(Montréal) La décision d’envoyer une turbine destinée au gazoduc Nord Stream 1 était la meilleure façon de montrer que Vladimir Poutine utilise l’énergie comme une arme, un « alibi », mais aussi que l’Occident est uni dans son appui à l’Ukraine, a plaidé mercredi la ministre des Affaires étrangères, Mélanie Joly.

Ce qu’il faut savoir

  • Le 9 juillet dernier, le Canada a accordé une exception à ses sanctions contre la Russie, en permettant l’envoi à l’Allemagne de turbines en maintenance à l’usine Siemens, située à Montréal, et destinées à un gazoduc russe.
  • Gazprom, société russe exploitant le gazoduc, avait plaidé qu’en l’absence d’une turbine coincée à Montréal, une réduction du volume de gaz distribué à l’Allemagne serait inévitable.
  • L’Ukraine avait déploré la décision qui « viol[ait] la solidarité internationale ».
  • La turbine qui était en réparation dans les installations montréalaises de Siemens a finalement été expédiée en Allemagne il y a un peu plus de deux semaines, et elle s’y trouve toujours.

La cheffe de la diplomatie canadienne a souligné que le monde entier voyait maintenant clair dans le jeu de l’homme fort du Kremlin, puisque la turbine de la discorde est en Allemagne depuis des jours, et la société énergétique russe n’en prenant pas possession.

« L’idée même derrière notre réflexion, c’était certainement de ne donner aucune forme de prétexte au président Poutine, qui essaie d’utiliser cet enjeu de turbines comme un alibi, comme une façon de créer de la dissension entre alliés », a-t-elle argué.

« C’était la meilleure façon de maintenir l’unité au sein des alliés », a aussi déclaré la ministre Joly, ajoutant un peu plus tard qu’elle avait éprouvé de la « frustration » au moment de donner le feu vert à ce passe-droit pour Moscou.

À ses côtés, son invitée de l’Allemagne, Annalena Baerbock, a opiné, et elle en a profité pour remercier le Canada d’avoir contourné les sanctions et permis une exception pour l’envoi de six turbines dans le cadre de leur maintenance régulière.

« Je sais que cela n’a pas été facile, a-t-elle exprimé. Mais nous avons pu voir que Poutine bluffait. » Elle a ajouté au passage que son pays avait trop longtemps préféré le « gaz russe bon marché », et que l’invasion russe en Ukraine avait complètement changé la donne.

LIGNES DE DONNÉES:
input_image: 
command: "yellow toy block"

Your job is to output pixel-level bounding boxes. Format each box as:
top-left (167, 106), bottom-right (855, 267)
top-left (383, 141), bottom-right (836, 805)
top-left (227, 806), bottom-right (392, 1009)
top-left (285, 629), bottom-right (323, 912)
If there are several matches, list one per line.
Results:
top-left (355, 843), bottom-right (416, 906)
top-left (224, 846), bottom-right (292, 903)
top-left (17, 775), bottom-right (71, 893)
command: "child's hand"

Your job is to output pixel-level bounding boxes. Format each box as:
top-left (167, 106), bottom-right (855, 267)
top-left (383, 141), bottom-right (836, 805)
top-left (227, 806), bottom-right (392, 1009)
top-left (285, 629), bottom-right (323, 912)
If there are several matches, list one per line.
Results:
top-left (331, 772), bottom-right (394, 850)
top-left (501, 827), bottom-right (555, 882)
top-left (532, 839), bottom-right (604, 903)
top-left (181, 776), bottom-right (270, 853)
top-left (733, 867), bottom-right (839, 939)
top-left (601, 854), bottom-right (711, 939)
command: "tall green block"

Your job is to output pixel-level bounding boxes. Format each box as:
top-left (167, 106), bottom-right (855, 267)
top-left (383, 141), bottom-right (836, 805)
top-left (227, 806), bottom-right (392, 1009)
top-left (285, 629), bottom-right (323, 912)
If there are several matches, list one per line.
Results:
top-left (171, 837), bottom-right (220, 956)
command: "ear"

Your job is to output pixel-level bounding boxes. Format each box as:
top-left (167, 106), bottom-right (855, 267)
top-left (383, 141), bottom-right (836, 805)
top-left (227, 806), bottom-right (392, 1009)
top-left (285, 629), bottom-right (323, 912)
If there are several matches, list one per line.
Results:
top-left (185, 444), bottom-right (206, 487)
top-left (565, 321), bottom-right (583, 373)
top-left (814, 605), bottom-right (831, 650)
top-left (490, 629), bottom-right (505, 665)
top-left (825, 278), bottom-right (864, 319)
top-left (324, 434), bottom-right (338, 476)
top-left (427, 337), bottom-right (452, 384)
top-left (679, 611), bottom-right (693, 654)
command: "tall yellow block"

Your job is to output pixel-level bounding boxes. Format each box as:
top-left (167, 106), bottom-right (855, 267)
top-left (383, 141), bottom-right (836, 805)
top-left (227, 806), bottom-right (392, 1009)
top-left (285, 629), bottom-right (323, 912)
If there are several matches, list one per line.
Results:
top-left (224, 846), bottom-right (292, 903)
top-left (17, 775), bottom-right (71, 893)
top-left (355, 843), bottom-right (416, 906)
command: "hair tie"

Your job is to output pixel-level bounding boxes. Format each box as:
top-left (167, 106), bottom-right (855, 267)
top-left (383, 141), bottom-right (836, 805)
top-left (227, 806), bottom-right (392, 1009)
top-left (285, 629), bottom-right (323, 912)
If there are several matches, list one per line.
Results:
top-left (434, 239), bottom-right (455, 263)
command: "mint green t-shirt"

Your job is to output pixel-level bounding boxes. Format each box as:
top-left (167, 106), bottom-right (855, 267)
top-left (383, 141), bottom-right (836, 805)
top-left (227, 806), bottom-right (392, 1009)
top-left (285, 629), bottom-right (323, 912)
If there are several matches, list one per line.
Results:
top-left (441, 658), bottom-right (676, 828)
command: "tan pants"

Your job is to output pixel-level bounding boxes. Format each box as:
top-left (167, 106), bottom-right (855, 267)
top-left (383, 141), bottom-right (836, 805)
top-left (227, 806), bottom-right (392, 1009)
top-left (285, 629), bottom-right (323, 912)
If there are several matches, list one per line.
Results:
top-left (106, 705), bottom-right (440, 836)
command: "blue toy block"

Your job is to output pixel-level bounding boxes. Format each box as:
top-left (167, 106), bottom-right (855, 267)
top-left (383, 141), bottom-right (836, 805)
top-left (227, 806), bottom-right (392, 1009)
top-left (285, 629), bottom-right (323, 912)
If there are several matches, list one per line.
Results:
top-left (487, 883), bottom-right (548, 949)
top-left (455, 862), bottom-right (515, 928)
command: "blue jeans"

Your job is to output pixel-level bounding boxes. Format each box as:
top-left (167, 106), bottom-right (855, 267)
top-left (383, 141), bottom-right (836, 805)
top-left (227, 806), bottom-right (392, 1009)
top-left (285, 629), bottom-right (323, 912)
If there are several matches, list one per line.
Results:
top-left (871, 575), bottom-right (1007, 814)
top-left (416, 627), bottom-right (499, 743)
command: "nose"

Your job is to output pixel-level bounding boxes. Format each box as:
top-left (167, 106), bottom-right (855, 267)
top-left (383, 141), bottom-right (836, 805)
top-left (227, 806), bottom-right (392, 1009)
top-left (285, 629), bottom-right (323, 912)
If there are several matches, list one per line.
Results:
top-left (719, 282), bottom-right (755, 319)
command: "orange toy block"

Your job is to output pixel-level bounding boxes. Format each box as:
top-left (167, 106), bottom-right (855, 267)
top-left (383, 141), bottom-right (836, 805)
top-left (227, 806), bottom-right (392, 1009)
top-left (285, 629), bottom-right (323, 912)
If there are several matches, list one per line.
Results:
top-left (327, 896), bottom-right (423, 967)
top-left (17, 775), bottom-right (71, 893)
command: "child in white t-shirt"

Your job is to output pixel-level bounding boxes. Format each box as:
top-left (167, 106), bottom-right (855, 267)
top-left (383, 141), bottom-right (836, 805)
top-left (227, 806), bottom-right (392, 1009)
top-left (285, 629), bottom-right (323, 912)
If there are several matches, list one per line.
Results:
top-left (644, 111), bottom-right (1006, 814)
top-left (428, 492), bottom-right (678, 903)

OBJECTIF ÉNONCÉ A:
D'après l'article sur la turbine, répondez aux questions suivantes :
(i) À quelle date le Canada a-t-il accordé une exception à ses sanctions contre la Russie ?
(ii) Combien de turbines l'exception visait-elle selon Annalena Baerbock ?
(iii) Quel sentiment Mélanie Joly dit-elle avoir éprouvé au moment de donner le feu vert ?
OBJECTIF ÉNONCÉ B: Reproduisez fidèlement le passage de l'article sur la turbine qui va de « (Montréal) La décision » jusqu'à « l’Allemagne serait inévitable. ».

RÉSULTAT A:
(i) Le 9 juillet.
(ii) Six turbines.
(iii) De la frustration.

RÉSULTAT B:
(Montréal) La décision d’envoyer une turbine destinée au gazoduc Nord Stream 1 était la meilleure façon de montrer que Vladimir Poutine utilise l’énergie comme une arme, un « alibi », mais aussi que l’Occident est uni dans son appui à l’Ukraine, a plaidé mercredi la ministre des Affaires étrangères, Mélanie Joly.

Ce qu’il faut savoir

  • Le 9 juillet dernier, le Canada a accordé une exception à ses sanctions contre la Russie, en permettant l’envoi à l’Allemagne de turbines en maintenance à l’usine Siemens, située à Montréal, et destinées à un gazoduc russe.
  • Gazprom, société russe exploitant le gazoduc, avait plaidé qu’en l’absence d’une turbine coincée à Montréal, une réduction du volume de gaz distribué à l’Allemagne serait inévitable.